Provided data
# # # # #

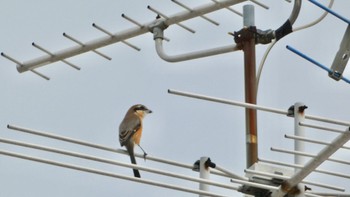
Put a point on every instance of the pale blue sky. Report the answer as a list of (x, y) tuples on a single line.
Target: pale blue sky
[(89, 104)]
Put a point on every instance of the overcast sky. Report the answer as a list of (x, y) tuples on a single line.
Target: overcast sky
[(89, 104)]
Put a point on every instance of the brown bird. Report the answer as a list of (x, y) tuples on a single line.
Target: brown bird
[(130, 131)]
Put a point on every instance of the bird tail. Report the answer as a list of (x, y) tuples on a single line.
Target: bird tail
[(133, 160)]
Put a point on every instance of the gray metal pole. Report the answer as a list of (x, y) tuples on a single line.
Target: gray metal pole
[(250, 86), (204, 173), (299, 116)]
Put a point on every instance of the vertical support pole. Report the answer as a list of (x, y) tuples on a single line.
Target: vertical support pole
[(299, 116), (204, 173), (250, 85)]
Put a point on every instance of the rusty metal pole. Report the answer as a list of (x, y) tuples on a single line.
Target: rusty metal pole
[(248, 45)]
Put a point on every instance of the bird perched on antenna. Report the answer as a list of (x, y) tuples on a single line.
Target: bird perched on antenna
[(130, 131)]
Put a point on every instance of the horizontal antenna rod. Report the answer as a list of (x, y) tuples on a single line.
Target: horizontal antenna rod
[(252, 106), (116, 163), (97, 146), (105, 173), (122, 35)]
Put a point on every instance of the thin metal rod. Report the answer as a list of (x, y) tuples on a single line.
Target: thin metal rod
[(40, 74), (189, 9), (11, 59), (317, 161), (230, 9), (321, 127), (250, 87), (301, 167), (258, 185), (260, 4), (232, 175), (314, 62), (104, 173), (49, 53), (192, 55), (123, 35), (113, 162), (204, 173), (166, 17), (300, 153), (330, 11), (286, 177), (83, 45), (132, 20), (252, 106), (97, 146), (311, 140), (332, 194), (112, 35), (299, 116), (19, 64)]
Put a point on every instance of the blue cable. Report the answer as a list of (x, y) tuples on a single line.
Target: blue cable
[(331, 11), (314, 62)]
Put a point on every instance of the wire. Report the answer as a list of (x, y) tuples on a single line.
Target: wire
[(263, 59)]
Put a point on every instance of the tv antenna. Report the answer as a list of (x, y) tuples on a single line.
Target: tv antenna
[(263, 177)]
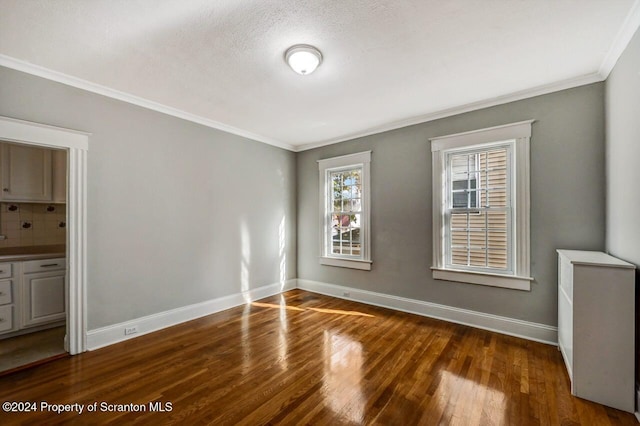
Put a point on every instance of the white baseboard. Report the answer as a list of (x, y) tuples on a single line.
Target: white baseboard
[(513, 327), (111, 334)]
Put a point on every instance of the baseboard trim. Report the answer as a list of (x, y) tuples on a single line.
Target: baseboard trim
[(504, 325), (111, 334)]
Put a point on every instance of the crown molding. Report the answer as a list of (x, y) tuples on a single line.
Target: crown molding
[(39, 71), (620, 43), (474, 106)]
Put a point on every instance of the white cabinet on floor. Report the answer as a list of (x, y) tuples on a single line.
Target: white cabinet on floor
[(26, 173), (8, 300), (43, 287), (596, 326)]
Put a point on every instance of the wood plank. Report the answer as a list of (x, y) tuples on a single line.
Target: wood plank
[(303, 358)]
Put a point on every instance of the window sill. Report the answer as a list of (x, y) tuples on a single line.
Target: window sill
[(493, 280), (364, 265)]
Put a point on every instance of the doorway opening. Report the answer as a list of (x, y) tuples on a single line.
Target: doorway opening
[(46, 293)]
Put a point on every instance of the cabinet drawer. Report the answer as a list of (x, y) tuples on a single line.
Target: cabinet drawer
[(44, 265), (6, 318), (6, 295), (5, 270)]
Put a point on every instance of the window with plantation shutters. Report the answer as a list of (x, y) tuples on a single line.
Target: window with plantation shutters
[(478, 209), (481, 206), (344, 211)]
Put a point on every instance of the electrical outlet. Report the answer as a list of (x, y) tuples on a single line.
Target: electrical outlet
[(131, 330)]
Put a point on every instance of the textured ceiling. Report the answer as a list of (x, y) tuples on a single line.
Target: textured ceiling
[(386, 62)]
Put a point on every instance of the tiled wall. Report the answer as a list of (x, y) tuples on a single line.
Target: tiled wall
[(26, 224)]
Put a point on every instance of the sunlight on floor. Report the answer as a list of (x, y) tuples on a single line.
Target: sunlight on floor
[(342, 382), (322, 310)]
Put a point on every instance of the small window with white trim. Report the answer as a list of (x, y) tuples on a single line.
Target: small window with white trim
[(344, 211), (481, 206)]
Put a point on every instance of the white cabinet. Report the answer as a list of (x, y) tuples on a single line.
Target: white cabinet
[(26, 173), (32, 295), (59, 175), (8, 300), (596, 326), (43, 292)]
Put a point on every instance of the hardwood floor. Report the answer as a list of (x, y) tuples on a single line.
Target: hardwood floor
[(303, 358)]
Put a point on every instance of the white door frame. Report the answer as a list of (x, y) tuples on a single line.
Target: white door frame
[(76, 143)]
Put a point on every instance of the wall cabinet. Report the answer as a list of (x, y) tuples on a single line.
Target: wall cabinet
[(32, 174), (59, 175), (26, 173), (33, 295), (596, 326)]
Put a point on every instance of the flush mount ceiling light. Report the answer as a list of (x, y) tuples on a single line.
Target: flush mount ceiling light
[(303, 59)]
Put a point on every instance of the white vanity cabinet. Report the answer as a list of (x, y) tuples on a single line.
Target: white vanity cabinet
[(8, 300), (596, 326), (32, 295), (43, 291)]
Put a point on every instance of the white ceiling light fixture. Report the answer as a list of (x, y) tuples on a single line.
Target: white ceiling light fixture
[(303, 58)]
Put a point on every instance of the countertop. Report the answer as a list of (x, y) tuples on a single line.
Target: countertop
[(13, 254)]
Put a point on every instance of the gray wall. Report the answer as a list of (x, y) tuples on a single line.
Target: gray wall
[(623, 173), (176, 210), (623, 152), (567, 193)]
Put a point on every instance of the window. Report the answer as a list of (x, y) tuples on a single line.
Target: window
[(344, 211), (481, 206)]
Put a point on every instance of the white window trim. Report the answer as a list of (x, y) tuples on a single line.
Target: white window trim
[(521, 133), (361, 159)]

# # # # #

What is required
Repeat all of the data above word for word, minus the pictures.

Solution to this exercise
Put a point on every instance of the pale blue sky. Report the answer as a list of (x, y) tuples on a single line.
Target: pale blue sky
[(89, 104)]
Put a point on every instance of the overcast sky. Report the answer as a list of (x, y) tuples on a single line.
Target: overcast sky
[(89, 104)]
Put a point on every instance of the brown bird. Report the answer as a list of (x, y) tuples on a single line.
Target: brown bird
[(130, 131)]
Put a point on every instance of the bird tail. Report the answer as a list of (x, y) tuples on a single line.
Target: bird tail
[(133, 160)]
Put a point on every instance of the gray metal pole. Report the answer as a list of (x, y) tuples on a single line.
Target: gray metal pole
[(250, 86), (204, 173), (299, 116)]
Put a point on every instance of the vertical support pole. Report the answer as a list of (x, y) tuples on a single line.
Target: vertical support pole
[(299, 116), (204, 173), (250, 85)]
Put a point on every instance of the rusty metal pole. Report the answer as a list of (x, y) tuples on a single line.
Target: rusty metal pole
[(248, 45)]
Put a point on every instance of the bird perched on antenna. Report the answer as a list of (x, y) tuples on a single line.
Target: bird perched on antenna
[(130, 131)]
Put a point on every instance of the horizontal antenna rod. Report the answer as a list of (x, y) tuples on a single line.
Target: horizontal antenna rod
[(252, 106), (116, 163), (97, 146), (105, 173), (122, 35)]
Put a point on every instance of the thin metal rod. Report the answer as a list of (x, y) tuples on a single line.
Target: thin metal rod
[(40, 74), (189, 9), (11, 59), (317, 161), (230, 9), (321, 127), (250, 87), (301, 167), (258, 185), (260, 4), (232, 175), (314, 62), (104, 173), (49, 53), (192, 55), (123, 35), (113, 162), (204, 173), (166, 17), (300, 153), (330, 11), (286, 177), (83, 45), (132, 20), (252, 106), (97, 146), (311, 140), (332, 194), (112, 35), (299, 116), (19, 64)]
Put a point on every instance of the blue cable. Report the answer as a list of (x, y) tuples on a single line.
Target: blue cable
[(331, 11), (314, 62)]
Put a point on every instance of the wire. Report the answer as a list of (x, y) tuples on a single line.
Target: wire
[(263, 59)]
Put a point on every instance of the tv antenna. Report the answer as a list of (x, y) tuples on a single line.
Target: tv antenna
[(263, 177)]
Put a point on every instance of the white baseboard. Report the answer as a list of (x, y) tuples on a single line.
Target: white baseboard
[(513, 327), (111, 334)]
Put a point on every instance of the baseboard trim. Report the answer as a list of (x, y) tuples on a single line.
Target: baseboard trim
[(504, 325), (111, 334)]
Put a point on every instance of the crown molding. Report the answer as a list of (x, y) tuples on a single line.
Target: crown molding
[(39, 71), (620, 43), (474, 106)]
Put a point on every instance of the white cabinet on floor. Report the answer as a list of (x, y) tuples on a single line.
Target: white cabinet on floor
[(26, 173), (8, 300), (43, 287), (596, 326)]
Put a point on every instance of the wood plank. Report the answer as a list of (x, y) tuples on a single line.
Target: wood plank
[(303, 358)]
Put a point on every instance of the window sill. Report the answer as a list of (x, y) tuples on a single line.
Target: window sill
[(493, 280), (364, 265)]
Put a point on every instance of the doorway opening. Report the answer as a list of (x, y) tuples on a single line.
Target: doorway opening
[(46, 293)]
Put a point on every instance of the cabinet drawer. Report the answer as a list of (x, y) tuples on a single line.
Target: cabinet drawer
[(44, 265), (6, 318), (6, 295), (5, 270)]
Put a point on every instance of the window with plantation shutters. Report the answer as a list of (x, y) tuples on a single line.
Target: window with plantation shutters
[(478, 209), (481, 206), (344, 211)]
Put a point on every instance of the electrical outlet. Report the answer as a list of (x, y) tuples on a single line.
Target: electrical outlet
[(131, 330)]
Put a point on every instance of the textured ceiling. Report the answer as a list of (x, y) tuples on a single line.
Target: textured ceiling
[(386, 62)]
Put a point on every instance of the tiled wall. Report the answer as a list of (x, y) tuples on a single line.
Target: tiled wall
[(26, 224)]
Put a point on every instance of the sunlight on floor. Report the answer as a list of (x, y) tuples on a single line.
Target: sunlight on floor
[(342, 382), (322, 310)]
Put a point on every instance of the small window with white trim. Report the answer as a list of (x, y) tuples on a single line.
Target: small window with white trim
[(344, 211), (481, 206)]
Put a point on every instance of the white cabinet. Report the answer as a list of (x, y) tuples on a single line.
Target: white cabinet
[(26, 173), (32, 295), (59, 175), (8, 300), (596, 326), (43, 292)]
Put a point on every instance of the hardwood floor. Report the answer as a list of (x, y) tuples on a single line.
Target: hardwood floor
[(303, 358)]
Put a point on every instance of the white door frame. Report the answer as a list of (x, y) tuples on a single line.
Target: white door frame
[(76, 143)]
Put a point on every instance of the wall cabinet. Report the answer as a list of (x, y) tuples on a single line.
Target: wall cabinet
[(32, 174), (59, 175), (26, 173), (33, 295), (596, 326)]
Put a point on every instance of the flush mount ceiling light. Report the answer as a list of (x, y) tuples on a single line.
Target: flush mount ceiling light
[(303, 59)]
Put a point on every instance of the white vanity cabinet. Report the answer as a list of (x, y) tuples on a single line.
Target: white vanity cabinet
[(8, 300), (596, 326), (32, 295), (43, 291)]
Put a point on every instance of the white ceiling light fixture. Report the answer as a list of (x, y) tuples on a single line.
Target: white ceiling light fixture
[(303, 58)]
Put a point on every instance of the countertop. Report the answer as a list of (x, y) tuples on a single line.
Target: countertop
[(13, 254)]
Put a point on every instance of the gray wall. Report the answer as a list of (x, y) tuples on a single line.
Target: gray wall
[(623, 173), (176, 210), (623, 152), (567, 193)]
Put a point on every instance of the window. Report the answer as a list of (x, y) tuples on a single line.
Target: window
[(344, 211), (481, 206)]
Put a point on every instance of the white window trim. Report the answer as a list of (x, y) tuples on a single line.
Target: white window trim
[(521, 133), (361, 159)]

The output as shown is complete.